> [PROBLEM TO WORK ON]: The answer should be the lines from the one with "Query: wristwatch" through the final line of the entries, restated word for word.

> [SUPPLIED DATA]:

※

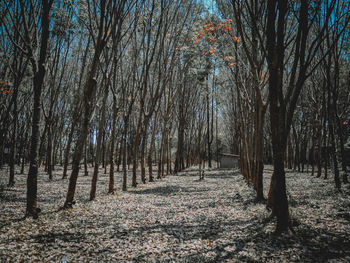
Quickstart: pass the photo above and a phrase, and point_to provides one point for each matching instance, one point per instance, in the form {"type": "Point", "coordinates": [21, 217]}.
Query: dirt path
{"type": "Point", "coordinates": [176, 219]}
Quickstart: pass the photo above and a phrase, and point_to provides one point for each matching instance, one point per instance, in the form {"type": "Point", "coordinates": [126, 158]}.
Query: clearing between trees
{"type": "Point", "coordinates": [176, 219]}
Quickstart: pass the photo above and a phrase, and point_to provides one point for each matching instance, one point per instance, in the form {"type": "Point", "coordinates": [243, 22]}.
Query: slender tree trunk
{"type": "Point", "coordinates": [38, 80]}
{"type": "Point", "coordinates": [99, 148]}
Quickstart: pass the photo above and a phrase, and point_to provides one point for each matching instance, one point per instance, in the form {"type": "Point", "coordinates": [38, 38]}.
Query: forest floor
{"type": "Point", "coordinates": [175, 219]}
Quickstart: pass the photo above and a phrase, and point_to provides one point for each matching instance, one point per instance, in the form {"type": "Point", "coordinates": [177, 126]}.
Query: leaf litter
{"type": "Point", "coordinates": [175, 219]}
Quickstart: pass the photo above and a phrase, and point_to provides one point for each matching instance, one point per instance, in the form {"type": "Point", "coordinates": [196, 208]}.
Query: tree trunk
{"type": "Point", "coordinates": [38, 80]}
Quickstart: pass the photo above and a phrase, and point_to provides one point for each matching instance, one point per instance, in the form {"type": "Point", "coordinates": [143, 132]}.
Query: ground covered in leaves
{"type": "Point", "coordinates": [175, 219]}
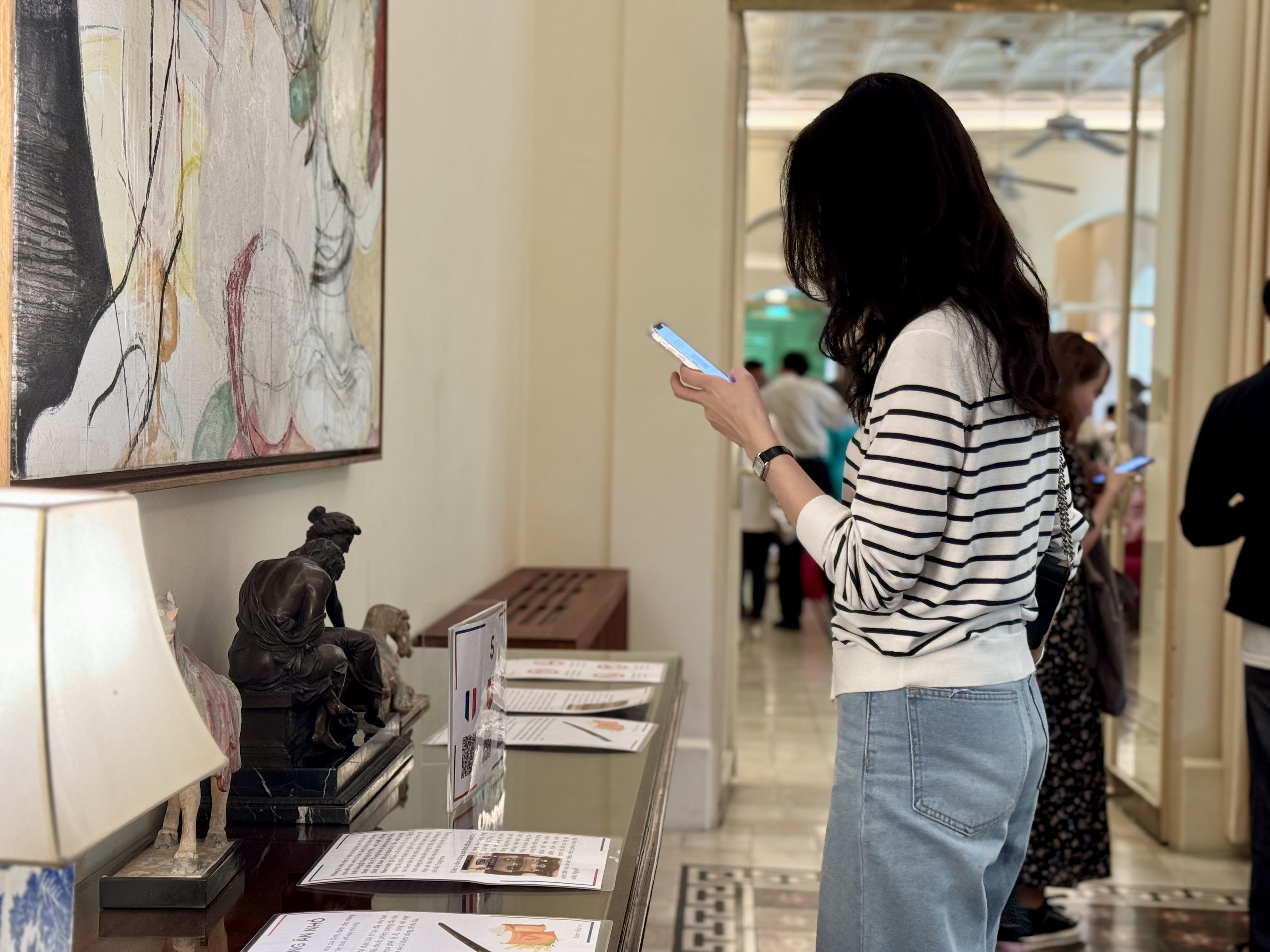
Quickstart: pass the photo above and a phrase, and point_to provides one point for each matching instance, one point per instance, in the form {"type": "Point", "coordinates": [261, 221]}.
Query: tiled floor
{"type": "Point", "coordinates": [780, 798]}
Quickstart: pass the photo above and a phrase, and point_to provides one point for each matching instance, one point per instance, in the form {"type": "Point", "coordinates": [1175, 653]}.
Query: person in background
{"type": "Point", "coordinates": [1228, 498]}
{"type": "Point", "coordinates": [1070, 840]}
{"type": "Point", "coordinates": [841, 440]}
{"type": "Point", "coordinates": [806, 411]}
{"type": "Point", "coordinates": [758, 525]}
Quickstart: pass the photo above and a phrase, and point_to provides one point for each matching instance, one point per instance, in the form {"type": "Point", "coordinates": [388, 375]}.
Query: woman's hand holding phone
{"type": "Point", "coordinates": [736, 409]}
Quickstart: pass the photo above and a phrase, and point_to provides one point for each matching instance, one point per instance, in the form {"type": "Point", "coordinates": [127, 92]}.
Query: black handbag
{"type": "Point", "coordinates": [1052, 572]}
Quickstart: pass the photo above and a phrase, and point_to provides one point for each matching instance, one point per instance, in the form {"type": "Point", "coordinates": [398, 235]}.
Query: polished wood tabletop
{"type": "Point", "coordinates": [616, 795]}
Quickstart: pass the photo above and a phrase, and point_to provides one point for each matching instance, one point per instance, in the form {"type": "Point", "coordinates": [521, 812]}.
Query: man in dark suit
{"type": "Point", "coordinates": [1228, 498]}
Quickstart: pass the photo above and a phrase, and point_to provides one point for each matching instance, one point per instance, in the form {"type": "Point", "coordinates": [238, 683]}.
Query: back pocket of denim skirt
{"type": "Point", "coordinates": [970, 756]}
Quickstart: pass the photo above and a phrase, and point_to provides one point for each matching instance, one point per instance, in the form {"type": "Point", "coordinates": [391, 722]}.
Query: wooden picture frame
{"type": "Point", "coordinates": [328, 414]}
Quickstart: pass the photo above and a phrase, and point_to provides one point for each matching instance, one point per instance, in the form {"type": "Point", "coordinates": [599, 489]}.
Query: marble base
{"type": "Point", "coordinates": [340, 808]}
{"type": "Point", "coordinates": [323, 775]}
{"type": "Point", "coordinates": [171, 923]}
{"type": "Point", "coordinates": [146, 881]}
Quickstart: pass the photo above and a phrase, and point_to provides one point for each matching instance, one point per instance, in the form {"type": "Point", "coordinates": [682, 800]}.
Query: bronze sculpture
{"type": "Point", "coordinates": [284, 644]}
{"type": "Point", "coordinates": [340, 529]}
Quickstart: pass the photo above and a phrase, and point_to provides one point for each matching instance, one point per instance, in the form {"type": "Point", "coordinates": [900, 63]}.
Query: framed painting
{"type": "Point", "coordinates": [193, 204]}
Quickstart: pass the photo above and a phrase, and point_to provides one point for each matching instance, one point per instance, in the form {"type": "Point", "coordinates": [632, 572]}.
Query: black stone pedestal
{"type": "Point", "coordinates": [146, 881]}
{"type": "Point", "coordinates": [340, 807]}
{"type": "Point", "coordinates": [286, 779]}
{"type": "Point", "coordinates": [277, 729]}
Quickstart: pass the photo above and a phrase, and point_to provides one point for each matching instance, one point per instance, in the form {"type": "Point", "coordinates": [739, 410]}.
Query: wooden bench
{"type": "Point", "coordinates": [549, 609]}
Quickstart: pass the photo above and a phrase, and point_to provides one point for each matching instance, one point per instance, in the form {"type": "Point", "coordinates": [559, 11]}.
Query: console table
{"type": "Point", "coordinates": [591, 794]}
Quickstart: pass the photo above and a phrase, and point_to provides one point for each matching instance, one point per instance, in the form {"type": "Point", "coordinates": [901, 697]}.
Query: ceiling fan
{"type": "Point", "coordinates": [1008, 182]}
{"type": "Point", "coordinates": [1068, 128]}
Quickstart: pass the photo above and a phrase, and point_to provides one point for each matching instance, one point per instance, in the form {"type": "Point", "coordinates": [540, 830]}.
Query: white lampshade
{"type": "Point", "coordinates": [96, 723]}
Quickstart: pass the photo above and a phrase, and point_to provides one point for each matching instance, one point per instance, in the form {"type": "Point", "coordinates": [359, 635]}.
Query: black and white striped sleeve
{"type": "Point", "coordinates": [918, 426]}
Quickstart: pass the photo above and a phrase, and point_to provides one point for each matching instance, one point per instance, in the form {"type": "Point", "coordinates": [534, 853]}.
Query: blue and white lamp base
{"type": "Point", "coordinates": [36, 904]}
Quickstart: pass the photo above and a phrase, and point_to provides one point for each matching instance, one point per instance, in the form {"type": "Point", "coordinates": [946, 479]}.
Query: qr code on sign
{"type": "Point", "coordinates": [465, 768]}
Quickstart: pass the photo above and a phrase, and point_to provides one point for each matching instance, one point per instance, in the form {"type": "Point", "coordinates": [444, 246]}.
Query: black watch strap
{"type": "Point", "coordinates": [764, 460]}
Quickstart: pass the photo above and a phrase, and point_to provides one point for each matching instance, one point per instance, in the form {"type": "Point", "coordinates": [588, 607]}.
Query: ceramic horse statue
{"type": "Point", "coordinates": [221, 709]}
{"type": "Point", "coordinates": [392, 631]}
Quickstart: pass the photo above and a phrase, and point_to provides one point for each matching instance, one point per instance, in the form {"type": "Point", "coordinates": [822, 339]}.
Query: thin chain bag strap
{"type": "Point", "coordinates": [1065, 522]}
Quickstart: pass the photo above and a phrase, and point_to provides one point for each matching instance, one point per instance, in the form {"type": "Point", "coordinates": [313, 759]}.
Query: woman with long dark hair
{"type": "Point", "coordinates": [1070, 840]}
{"type": "Point", "coordinates": [949, 502]}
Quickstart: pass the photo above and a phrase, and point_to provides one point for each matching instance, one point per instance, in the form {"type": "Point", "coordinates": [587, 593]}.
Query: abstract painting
{"type": "Point", "coordinates": [197, 234]}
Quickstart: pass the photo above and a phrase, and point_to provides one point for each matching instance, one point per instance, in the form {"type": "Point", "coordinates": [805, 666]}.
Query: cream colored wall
{"type": "Point", "coordinates": [441, 512]}
{"type": "Point", "coordinates": [1196, 758]}
{"type": "Point", "coordinates": [633, 197]}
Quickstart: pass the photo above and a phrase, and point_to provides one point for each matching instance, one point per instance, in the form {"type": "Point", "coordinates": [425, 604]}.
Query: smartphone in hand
{"type": "Point", "coordinates": [1132, 466]}
{"type": "Point", "coordinates": [685, 352]}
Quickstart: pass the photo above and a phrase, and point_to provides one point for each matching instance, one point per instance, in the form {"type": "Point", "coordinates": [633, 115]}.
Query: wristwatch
{"type": "Point", "coordinates": [764, 460]}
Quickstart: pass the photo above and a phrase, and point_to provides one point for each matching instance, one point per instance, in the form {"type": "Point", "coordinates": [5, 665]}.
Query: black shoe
{"type": "Point", "coordinates": [1015, 922]}
{"type": "Point", "coordinates": [1050, 928]}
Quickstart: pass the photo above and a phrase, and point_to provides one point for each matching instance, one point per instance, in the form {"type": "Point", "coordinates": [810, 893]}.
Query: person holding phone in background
{"type": "Point", "coordinates": [806, 411]}
{"type": "Point", "coordinates": [949, 504]}
{"type": "Point", "coordinates": [1228, 498]}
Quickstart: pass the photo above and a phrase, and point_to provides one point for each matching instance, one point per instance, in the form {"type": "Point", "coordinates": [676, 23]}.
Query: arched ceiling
{"type": "Point", "coordinates": [999, 70]}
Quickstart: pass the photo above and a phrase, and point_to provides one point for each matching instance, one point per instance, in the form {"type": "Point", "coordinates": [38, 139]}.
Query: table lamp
{"type": "Point", "coordinates": [96, 724]}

※

> [WRITTEN ANSWER]:
Query: wristwatch
{"type": "Point", "coordinates": [764, 460]}
Quickstart: pass the photo above and a phrase, and point_to provides one point for each matching instance, one point per instance, in the form {"type": "Point", "coordinates": [5, 665]}.
Query: black shoe
{"type": "Point", "coordinates": [1015, 922]}
{"type": "Point", "coordinates": [1050, 928]}
Quickstart: pass the photo above and a phrase, and point_to provides one point for each matching instance, one point per instance, in the form {"type": "Point", "coordinates": [810, 893]}.
Query: person holding phone in background
{"type": "Point", "coordinates": [806, 411]}
{"type": "Point", "coordinates": [949, 504]}
{"type": "Point", "coordinates": [1228, 498]}
Quickstart: pass the photo above and a phrase, and point_to provides one point for each matching instance, one point per instance, in the form {"type": "Point", "coordinates": [676, 23]}.
Query: arched ceiling
{"type": "Point", "coordinates": [999, 70]}
Quickstart: pass the photo above and a phrase, and point_to provides one point for each matching instance, one point per instance, in the form {"type": "Point", "coordinates": [38, 139]}.
Query: table lamp
{"type": "Point", "coordinates": [96, 724]}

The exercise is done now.